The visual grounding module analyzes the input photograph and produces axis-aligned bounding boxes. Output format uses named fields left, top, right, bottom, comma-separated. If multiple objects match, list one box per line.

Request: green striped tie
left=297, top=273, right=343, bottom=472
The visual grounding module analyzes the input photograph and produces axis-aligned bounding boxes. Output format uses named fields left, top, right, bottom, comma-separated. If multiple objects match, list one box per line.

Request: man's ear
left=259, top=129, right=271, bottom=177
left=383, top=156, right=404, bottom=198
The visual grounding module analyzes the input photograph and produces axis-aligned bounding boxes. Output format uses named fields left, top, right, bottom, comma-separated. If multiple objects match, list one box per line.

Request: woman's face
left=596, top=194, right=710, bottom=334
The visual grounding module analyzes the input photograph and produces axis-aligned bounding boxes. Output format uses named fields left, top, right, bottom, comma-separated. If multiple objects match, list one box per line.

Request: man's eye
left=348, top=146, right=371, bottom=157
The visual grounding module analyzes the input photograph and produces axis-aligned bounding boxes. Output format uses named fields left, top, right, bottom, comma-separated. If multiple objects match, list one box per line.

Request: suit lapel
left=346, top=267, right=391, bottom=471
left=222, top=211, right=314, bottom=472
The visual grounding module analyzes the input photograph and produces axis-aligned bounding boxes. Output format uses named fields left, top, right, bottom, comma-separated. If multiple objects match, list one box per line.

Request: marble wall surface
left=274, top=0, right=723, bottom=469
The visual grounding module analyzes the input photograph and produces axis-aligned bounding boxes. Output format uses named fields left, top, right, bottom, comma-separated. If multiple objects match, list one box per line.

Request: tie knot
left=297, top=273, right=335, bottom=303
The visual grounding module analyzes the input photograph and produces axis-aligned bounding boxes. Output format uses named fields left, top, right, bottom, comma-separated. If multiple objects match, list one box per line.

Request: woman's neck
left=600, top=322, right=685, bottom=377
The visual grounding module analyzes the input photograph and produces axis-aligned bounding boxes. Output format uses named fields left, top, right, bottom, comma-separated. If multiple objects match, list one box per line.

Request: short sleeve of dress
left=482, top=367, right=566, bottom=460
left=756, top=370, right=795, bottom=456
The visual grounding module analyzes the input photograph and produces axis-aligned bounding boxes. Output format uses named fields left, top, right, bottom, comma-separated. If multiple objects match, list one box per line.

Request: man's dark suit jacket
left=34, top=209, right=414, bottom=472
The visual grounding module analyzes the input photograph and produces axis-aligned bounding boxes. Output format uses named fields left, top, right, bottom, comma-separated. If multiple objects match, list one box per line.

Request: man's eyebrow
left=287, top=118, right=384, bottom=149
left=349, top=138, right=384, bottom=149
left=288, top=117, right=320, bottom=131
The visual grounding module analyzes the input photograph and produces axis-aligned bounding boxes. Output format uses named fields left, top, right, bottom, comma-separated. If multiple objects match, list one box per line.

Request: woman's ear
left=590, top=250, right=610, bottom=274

──────────────────────────────

WHAT YOU ARE ASKED TO DO: The records above must be printed again in full, exactly as written.

TASK RESULT:
The visual grounding module analyzes the input photograph and produces axis-aligned bounding boxes. Output format uses named fields left, top, right, bottom, comma-separated. If multiple objects match, list one box per line.

Request: green striped tie
left=297, top=273, right=343, bottom=472
The visual grounding module analyzes the input photograph and produces axis-aligned bounding boxes. Output format uses named fields left, top, right, bottom, comma-separated. If multiple objects match, list one box per line.

Request: man's ear
left=259, top=129, right=271, bottom=177
left=383, top=156, right=404, bottom=198
The visual grounding module analyzes the input photograph and produces axis-aligned bounding boxes. Output format uses named fields left, top, right, bottom, comma-separated. If multiple objects match, list one box per line.

Request: woman's face
left=596, top=194, right=710, bottom=334
The visual grounding module analyzes the input photograph and produces axis-aligned bounding boxes. Output format uses named fields left, top, right, bottom, comma-separated. If multiple objects match, list one box per line.

Request: man's eye
left=348, top=146, right=371, bottom=157
The visual grounding module analyzes the input photograph and produces axis-aligned bounding boxes. Output format uses named fields left, top, right, bottom, comma-separated. If multiple objects match, list one box per line.

Request: suit lapel
left=346, top=267, right=391, bottom=471
left=222, top=211, right=314, bottom=472
The visual grounding module analyzes the input photograph and produces axis-aligned bounding boxes. Output format uses named fields left, top, right, bottom, comma-separated. If multiple objects match, list one box per line.

Request: marble wall surface
left=274, top=0, right=723, bottom=469
The visual grounding module analyzes the input photograph and produces axis-aligned bounding boxes. Output format uses named fields left, top, right, bottom, comma-separated. If multiple objects match, list one box per line.

Request: tie knot
left=297, top=273, right=335, bottom=303
The visual grounding module analyzes the input photograph and produces axis-aligned bounding boxes. Output format uses named fields left, top, right, bottom, comma-separated. If multiple objects match, list one box per line.

Request: woman's neck
left=600, top=322, right=685, bottom=377
The visual grounding module analyzes the input photograph and produces axis-aligned bounding boxes. Output format uses named fields left, top, right, bottom, comma-separated. If multiple objects match, list one box per line.

Request: short sleeve of dress
left=482, top=367, right=566, bottom=460
left=756, top=370, right=795, bottom=456
The visual grounding module analyzes the input photograph and produces axis-aligned bounding boxes. Output format uses named fields left, top, right, bottom, comma-separated. If multiple objects match, list one box per line.

Request: man's dark suit jacket
left=34, top=209, right=414, bottom=472
The visual grounding module analyzes the input photograph and produces axis-aligned bounding boxes. Output format uses named fields left, top, right, bottom, comma-separated. If multiple objects match, list one box per line.

Request: man's eyebrow
left=287, top=118, right=384, bottom=149
left=349, top=138, right=384, bottom=149
left=288, top=117, right=320, bottom=131
The visual grounding module analyzes the input photograph and produces axis-aligned bounding boxes. Output format uses named fields left, top, right, bottom, comma-separated. If multiple objects match, list one box per line.

Request: woman's ear
left=590, top=250, right=610, bottom=274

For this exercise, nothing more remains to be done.